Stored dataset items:
----------------

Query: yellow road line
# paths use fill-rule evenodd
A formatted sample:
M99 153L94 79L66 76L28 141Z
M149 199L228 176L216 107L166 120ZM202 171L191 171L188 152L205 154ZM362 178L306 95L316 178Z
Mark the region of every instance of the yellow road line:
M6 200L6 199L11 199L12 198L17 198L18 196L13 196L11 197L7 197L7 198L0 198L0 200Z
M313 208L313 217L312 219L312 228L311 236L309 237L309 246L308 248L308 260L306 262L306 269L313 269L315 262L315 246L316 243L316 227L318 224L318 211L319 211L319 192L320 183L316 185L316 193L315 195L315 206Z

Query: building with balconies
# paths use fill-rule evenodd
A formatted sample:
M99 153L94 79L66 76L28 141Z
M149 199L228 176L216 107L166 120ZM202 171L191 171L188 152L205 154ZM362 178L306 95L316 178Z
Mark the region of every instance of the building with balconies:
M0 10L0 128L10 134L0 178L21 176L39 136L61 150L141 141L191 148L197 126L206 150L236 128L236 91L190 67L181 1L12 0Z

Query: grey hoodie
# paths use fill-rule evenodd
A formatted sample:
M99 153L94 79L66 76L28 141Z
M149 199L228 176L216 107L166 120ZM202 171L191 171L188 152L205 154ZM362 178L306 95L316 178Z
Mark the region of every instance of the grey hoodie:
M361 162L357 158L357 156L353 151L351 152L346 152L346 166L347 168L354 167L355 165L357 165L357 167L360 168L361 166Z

----------------

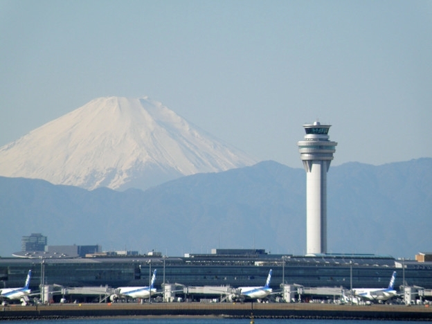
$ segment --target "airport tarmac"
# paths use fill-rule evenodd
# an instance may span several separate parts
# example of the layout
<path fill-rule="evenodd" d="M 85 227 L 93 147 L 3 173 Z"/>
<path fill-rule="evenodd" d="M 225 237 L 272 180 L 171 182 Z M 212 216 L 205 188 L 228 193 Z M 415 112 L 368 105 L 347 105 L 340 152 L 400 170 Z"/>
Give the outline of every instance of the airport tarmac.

----------------

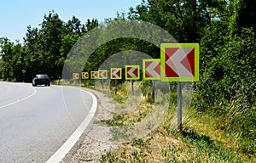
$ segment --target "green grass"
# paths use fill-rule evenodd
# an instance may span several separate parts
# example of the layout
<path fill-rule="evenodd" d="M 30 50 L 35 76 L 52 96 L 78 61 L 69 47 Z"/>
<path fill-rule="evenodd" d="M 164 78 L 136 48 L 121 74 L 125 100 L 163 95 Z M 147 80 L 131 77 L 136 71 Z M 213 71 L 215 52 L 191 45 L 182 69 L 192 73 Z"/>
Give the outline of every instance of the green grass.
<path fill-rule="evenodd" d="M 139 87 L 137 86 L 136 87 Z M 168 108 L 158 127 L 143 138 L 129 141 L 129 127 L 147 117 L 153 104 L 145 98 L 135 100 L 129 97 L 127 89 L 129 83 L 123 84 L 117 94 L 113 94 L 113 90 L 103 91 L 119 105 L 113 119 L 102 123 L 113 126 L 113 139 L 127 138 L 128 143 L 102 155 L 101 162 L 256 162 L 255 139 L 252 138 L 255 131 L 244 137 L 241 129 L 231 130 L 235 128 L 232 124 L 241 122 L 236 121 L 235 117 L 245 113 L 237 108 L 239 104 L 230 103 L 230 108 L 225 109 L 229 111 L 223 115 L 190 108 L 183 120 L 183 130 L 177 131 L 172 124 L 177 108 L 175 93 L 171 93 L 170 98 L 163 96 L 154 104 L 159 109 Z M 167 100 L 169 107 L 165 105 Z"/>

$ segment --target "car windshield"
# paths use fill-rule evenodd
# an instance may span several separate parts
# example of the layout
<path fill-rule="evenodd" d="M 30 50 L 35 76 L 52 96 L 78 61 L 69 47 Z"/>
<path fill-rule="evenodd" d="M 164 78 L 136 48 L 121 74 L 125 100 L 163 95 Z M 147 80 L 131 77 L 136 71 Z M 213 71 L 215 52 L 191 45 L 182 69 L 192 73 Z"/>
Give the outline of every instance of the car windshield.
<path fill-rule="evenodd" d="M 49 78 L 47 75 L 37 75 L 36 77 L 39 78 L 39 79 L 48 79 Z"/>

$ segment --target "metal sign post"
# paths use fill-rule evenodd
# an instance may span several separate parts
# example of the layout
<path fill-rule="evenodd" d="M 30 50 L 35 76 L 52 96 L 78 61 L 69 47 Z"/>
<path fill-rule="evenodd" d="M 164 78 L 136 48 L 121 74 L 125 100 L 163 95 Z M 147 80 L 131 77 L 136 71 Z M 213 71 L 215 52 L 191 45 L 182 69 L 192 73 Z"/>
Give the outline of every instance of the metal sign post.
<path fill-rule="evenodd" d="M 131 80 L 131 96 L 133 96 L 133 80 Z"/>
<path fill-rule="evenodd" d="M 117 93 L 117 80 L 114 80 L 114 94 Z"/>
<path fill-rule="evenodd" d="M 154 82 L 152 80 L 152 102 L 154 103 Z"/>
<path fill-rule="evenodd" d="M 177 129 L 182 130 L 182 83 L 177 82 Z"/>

----------------

WORK TO BE COMPLETED ▸ Return each line of the records above that contains the word "with".

RESPONSE FOR THIS EXERCISE ▸
Query: building with balconies
Mark the region of every instance of the building with balconies:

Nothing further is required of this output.